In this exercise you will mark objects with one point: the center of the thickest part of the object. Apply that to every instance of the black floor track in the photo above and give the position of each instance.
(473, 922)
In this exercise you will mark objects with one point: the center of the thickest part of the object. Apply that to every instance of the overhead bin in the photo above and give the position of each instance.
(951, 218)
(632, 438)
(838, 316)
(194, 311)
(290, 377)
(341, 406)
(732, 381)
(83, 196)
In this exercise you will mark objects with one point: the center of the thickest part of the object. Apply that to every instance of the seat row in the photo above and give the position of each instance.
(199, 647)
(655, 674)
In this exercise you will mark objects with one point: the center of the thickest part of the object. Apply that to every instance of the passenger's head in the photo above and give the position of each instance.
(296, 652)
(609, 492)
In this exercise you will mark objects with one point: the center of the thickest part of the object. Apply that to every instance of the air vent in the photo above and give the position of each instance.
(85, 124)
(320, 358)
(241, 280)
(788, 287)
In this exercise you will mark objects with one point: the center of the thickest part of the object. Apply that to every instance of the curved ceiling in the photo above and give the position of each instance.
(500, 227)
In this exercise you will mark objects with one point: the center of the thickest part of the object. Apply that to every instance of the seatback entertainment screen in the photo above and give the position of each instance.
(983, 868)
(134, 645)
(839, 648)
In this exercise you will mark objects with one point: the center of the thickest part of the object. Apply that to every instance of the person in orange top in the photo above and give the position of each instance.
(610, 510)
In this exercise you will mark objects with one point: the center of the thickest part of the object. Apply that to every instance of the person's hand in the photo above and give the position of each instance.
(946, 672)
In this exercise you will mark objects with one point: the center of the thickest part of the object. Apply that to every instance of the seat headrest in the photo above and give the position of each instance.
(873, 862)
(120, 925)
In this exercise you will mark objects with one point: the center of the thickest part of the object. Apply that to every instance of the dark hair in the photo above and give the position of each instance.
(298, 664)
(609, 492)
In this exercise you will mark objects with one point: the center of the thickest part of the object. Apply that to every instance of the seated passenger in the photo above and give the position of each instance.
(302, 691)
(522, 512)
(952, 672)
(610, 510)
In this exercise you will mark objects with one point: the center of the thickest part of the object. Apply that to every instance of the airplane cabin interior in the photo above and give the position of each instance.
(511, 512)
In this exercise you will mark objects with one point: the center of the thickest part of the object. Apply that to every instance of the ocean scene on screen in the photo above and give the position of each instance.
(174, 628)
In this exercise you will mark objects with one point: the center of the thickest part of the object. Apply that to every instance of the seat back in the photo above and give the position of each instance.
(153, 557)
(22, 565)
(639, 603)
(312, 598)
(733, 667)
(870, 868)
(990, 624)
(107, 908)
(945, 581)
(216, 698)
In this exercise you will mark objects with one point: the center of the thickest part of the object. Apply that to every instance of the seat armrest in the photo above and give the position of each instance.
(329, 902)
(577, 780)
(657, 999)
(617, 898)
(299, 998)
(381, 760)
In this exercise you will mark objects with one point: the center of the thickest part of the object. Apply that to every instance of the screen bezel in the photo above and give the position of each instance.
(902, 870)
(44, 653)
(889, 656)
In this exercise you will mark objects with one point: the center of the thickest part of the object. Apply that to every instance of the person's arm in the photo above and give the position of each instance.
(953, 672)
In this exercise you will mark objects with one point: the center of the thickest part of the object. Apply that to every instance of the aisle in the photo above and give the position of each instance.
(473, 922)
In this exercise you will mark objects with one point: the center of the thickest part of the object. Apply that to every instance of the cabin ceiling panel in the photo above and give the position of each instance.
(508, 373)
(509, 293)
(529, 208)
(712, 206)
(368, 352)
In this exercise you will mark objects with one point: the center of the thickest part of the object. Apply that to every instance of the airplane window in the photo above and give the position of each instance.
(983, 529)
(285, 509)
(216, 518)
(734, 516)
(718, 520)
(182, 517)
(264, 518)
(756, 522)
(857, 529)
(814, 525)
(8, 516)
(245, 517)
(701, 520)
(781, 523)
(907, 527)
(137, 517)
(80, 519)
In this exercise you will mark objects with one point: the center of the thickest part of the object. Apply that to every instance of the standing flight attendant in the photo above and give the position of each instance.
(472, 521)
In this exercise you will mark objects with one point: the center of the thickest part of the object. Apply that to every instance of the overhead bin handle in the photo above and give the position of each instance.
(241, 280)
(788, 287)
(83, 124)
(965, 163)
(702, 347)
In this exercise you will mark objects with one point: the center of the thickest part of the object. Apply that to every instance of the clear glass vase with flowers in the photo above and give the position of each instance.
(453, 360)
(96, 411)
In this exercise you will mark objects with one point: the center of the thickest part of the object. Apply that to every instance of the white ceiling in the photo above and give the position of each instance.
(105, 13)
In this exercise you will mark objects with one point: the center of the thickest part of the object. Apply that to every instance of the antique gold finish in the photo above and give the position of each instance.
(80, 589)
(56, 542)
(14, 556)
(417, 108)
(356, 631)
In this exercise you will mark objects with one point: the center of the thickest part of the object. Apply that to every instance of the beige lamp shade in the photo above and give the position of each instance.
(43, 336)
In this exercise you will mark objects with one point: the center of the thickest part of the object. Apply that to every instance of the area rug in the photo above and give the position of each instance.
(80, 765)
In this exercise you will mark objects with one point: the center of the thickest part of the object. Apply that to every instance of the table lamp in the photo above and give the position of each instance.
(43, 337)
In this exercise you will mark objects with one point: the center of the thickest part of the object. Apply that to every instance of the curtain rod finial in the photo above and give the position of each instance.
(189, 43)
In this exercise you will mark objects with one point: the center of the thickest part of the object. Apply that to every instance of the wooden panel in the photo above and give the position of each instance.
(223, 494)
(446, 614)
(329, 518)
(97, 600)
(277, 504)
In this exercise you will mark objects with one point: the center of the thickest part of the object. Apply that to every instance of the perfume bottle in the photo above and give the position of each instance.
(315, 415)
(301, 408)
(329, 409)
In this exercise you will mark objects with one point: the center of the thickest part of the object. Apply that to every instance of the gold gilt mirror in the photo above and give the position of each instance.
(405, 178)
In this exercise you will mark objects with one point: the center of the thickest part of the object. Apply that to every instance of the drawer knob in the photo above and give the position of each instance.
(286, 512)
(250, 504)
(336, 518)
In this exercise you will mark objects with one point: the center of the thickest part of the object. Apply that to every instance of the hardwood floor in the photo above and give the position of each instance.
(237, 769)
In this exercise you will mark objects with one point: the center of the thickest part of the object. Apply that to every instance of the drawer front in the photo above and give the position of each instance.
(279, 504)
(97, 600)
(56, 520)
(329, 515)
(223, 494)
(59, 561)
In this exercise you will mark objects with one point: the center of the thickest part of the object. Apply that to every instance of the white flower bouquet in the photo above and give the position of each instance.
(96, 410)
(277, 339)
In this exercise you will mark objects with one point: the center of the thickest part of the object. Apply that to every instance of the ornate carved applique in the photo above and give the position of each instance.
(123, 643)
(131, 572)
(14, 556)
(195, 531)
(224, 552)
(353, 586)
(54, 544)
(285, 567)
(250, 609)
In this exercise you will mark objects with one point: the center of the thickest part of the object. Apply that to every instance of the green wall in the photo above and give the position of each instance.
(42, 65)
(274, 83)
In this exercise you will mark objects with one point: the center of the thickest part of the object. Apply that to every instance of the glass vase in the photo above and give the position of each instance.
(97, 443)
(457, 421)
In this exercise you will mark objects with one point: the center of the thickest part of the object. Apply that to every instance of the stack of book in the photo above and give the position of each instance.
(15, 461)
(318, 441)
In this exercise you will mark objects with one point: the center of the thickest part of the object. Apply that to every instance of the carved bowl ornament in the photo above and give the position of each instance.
_ _ _ _ _ _ _
- WHAT THIS TASK INVOLVES
Convert all the entries above into a numbered list, one line per item, and leave out any blank lines.

- EXERCISE RESPONSE
1. In this exercise you will mark objects with one point: the center of the thickest part of the object. Apply that to every instance of the black floor track in the photo above and give the position of each instance.
2. (473, 922)
3. In this exercise you will mark objects with one point: the center of the thickest part of the object. Apply that to every instance of the overhead bin in the photo above and give the position of each instance.
4. (951, 218)
5. (632, 438)
6. (838, 316)
7. (194, 311)
8. (290, 377)
9. (341, 406)
10. (732, 381)
11. (83, 196)
12. In this exercise you will mark objects with one point: the center of the thickest part of the object. Apply that to every instance of the seat row in the photo above and give the position of each instance.
13. (199, 647)
14. (655, 674)
15. In this exercise you will mark objects with one point: the center of the thickest part of the object. Apply that to every instance of the passenger's head in the photo above and give the position of each instance.
16. (296, 652)
17. (609, 492)
18. In this exercise you will mark objects with one point: the center of the thickest part of the object. Apply that to every instance of the air vent in the photo above and give the position of each instance.
19. (85, 124)
20. (320, 358)
21. (241, 280)
22. (788, 287)
23. In this exercise you will mark objects with one point: the center of the thickest part of the object. Apply that to every instance of the curved ceiling in the photo above and give the position of each instance.
24. (500, 227)
25. In this exercise you will mark objects with one point: the center of the thickest part of the object. Apply that to every instance of the seatback entertainment screen in the photo above and give the position of each instance.
26. (983, 868)
27. (134, 645)
28. (839, 648)
29. In this exercise you will mark objects with one point: the center of the thickest part of the object. Apply that to every instance of the person in orange top in the photo above and give the position of each instance.
30. (610, 510)
31. In this exercise you will mark objects with one point: the center of the thickest part of the object. Apply that to every instance of the person's hand in the photo above and give the position of each instance.
32. (946, 672)
33. In this exercise you will mark objects with one point: the center of the thickest part of the object. Apply that to every instance of the seat headrest in the photo above and give the position of each instance.
34. (873, 862)
35. (120, 925)
36. In this exercise you will mark objects with one point: the center of the thickest part of the object. Apply that to every instance of the dark hair in the photo above and give the position of each instance.
37. (298, 664)
38. (609, 492)
39. In this exercise you will mark objects with one point: the center of the thickest part of the object. Apply that to every instance of the seated passenger in the photo above and give the position of each instance.
40. (302, 691)
41. (522, 512)
42. (952, 672)
43. (610, 510)
44. In this exercise you will mark objects with one point: the center of the thickest part of the object. Apply that to every instance of the airplane cabin interior in the photo above and give the position of each instance.
45. (511, 512)
46. In this exercise you will mark objects with one point: the center of the thickest part of the object. Apply that to every instance of the ocean scene on screen in the photo above and give the position of each instance.
47. (174, 628)
48. In this exercise you will mark objects with one point: the center of the thickest part of the object. Apply that to every instance of the seat back in the photo above and give the position of each instance.
49. (153, 557)
50. (22, 565)
51. (639, 603)
52. (312, 598)
53. (733, 667)
54. (870, 868)
55. (990, 624)
56. (107, 908)
57. (945, 581)
58. (216, 698)
59. In this exercise you will mark objects with one point: the center of the thickest part of the object. Apply that to every instance of the seat armrest in the photo above and give the position of each instance.
60. (329, 902)
61. (577, 780)
62. (657, 999)
63. (617, 898)
64. (299, 998)
65. (381, 760)
66. In this exercise you will mark objects with one point: the center of the thickest part of the object. Apply that to every instance of the screen bezel in the photo above and give the position of each instance.
67. (902, 870)
68. (44, 653)
69. (889, 656)
70. In this exercise you will mark objects with one point: the center of the thickest part of the object. Apply that to every instance of the person's arm in the photo above and give the position of each instance.
71. (953, 672)
72. In this exercise you will mark objects with one point: the center of the thickest part of the object. Apply that to every instance of the aisle in the photo above and give the position of each instance.
73. (473, 922)
74. In this exercise you will mark objects with one point: the center of the thickest part of the object. Apply that to every instance of the cabin ceiling panel in the photo above and give the position of each instance.
75. (508, 373)
76. (509, 293)
77. (529, 208)
78. (712, 206)
79. (368, 352)
80. In this exercise you will mark objects with one point: the center of the thickest part of the object. Apply that to every instance of the airplane window in the photo above and give the position of each instance.
81. (983, 529)
82. (285, 509)
83. (216, 518)
84. (734, 516)
85. (718, 520)
86. (182, 517)
87. (264, 518)
88. (756, 522)
89. (857, 529)
90. (814, 525)
91. (8, 516)
92. (245, 517)
93. (701, 520)
94. (781, 523)
95. (907, 527)
96. (137, 517)
97. (80, 519)
98. In this exercise you will mark objects with one point: the center of the thickest part of the object. Apply that to every instance of the standing flight attendant in the photo above and give the position of each instance.
99. (472, 521)
100. In this exercise you will mark objects with one point: the center of the thickest part of the object. Apply that to every instance of the overhead bin handle in the photo above and give the position of each instance.
101. (241, 280)
102. (788, 287)
103. (83, 124)
104. (965, 163)
105. (702, 347)
106. In this exercise you will mark objects with one point: the center of the thickest part of the object. Apply that to every instance of the clear glass vase with flowers in the photo above and give the position of each instance.
107. (453, 360)
108. (96, 411)
109. In this exercise you will mark objects with one point: the center of the thickest part of the object. Apply that to every instance of the white ceiling in the photo above and give the position of each instance.
110. (105, 13)
111. In this exercise you will mark objects with one point: the center of the thickest part of the object. Apply that to every instance of the antique gold finish in the photo above and give the position of each instance.
112. (80, 589)
113. (56, 542)
114. (14, 556)
115. (417, 108)
116. (356, 631)
117. In this exercise you will mark objects with one point: the center of the thickest part of the object. Apply that to every instance of the beige lamp shade in the photo above and give the position of each instance.
118. (43, 336)
119. In this exercise you will mark objects with one point: the center of the thickest part of the object. Apply that to every instance of the area rug in the photo above and give the position of each instance.
120. (80, 765)
121. In this exercise you will mark objects with one point: the center of the thickest part of the object. Apply that to every instance of the table lamp in the photo above and give the position of each instance.
122. (43, 337)
123. In this exercise you will mark objects with one point: the center of the thickest part of the object. Apply that to every instance of the curtain rod finial in the photo above and give the position of each instance.
124. (189, 43)
125. In this exercise you will mark objects with one point: the center of the thickest part of the object. Apply that to every instance of the wooden panel in the photo above and give the position of each instance.
126. (223, 494)
127. (446, 614)
128. (329, 518)
129. (97, 600)
130. (277, 504)
131. In this exercise you will mark objects with one point: the center of the thickest part of the object. Apply that to every instance of the perfume bottle in the photo above and give the position of each instance.
132. (315, 415)
133. (301, 408)
134. (329, 409)
135. In this exercise you will mark objects with one point: the center of the thickest part of the object. Apply that to every instance of the gold gilt mirror in the photo above and give the position of each instance.
136. (405, 178)
137. In this exercise you will mark objects with one point: the center of the thickest part of the object. Apply that to every instance of the drawer knob in the photo above and give the position of each instance.
138. (286, 512)
139. (250, 504)
140. (336, 518)
141. In this exercise you will mark objects with one point: the center of the thickest part of the object. Apply that to every instance of the hardwood floor in the photo above and give the position of each instance.
142. (237, 769)
143. In this exercise you will mark objects with one point: the center of the thickest part of the object. Apply that to every instance of the drawer front in the photo above and give the position of each instance.
144. (279, 504)
145. (97, 600)
146. (56, 520)
147. (329, 515)
148. (223, 494)
149. (59, 561)
150. In this exercise you will mark objects with one point: the center of the thickest part of the object. Apply that to every instance of the white flower bouquet in the photo above and give the position of each instance.
151. (96, 410)
152. (277, 339)
153. In this exercise you will mark objects with one point: the center of the thickest part of the object. Apply that to every instance of the ornate carved applique in the photo above and give the position of each instance.
154. (123, 643)
155. (131, 572)
156. (14, 556)
157. (195, 531)
158. (224, 552)
159. (353, 586)
160. (54, 544)
161. (285, 567)
162. (250, 609)
163. In this exercise you will mark objects with one point: the center of the thickest part of the object. Apply that to every instance of the green wall in the photo above and give the position of each instance.
164. (42, 65)
165. (274, 83)
166. In this exercise you will mark objects with one point: the center of the thickest part of the object. Apply that to every instance of the glass vase in the photo above and give the position of each instance.
167. (97, 443)
168. (457, 421)
169. In this exercise you will mark objects with one point: the center of the thickest part of the object. Apply that to every instance of the stack of book in the photo above and give the position of each instance.
170. (15, 461)
171. (318, 441)
172. In this exercise you will mark objects with one point: the center of the thickest part of the object. Apply that to every instance of the carved bowl ornament in the photo above and give the position of each instance.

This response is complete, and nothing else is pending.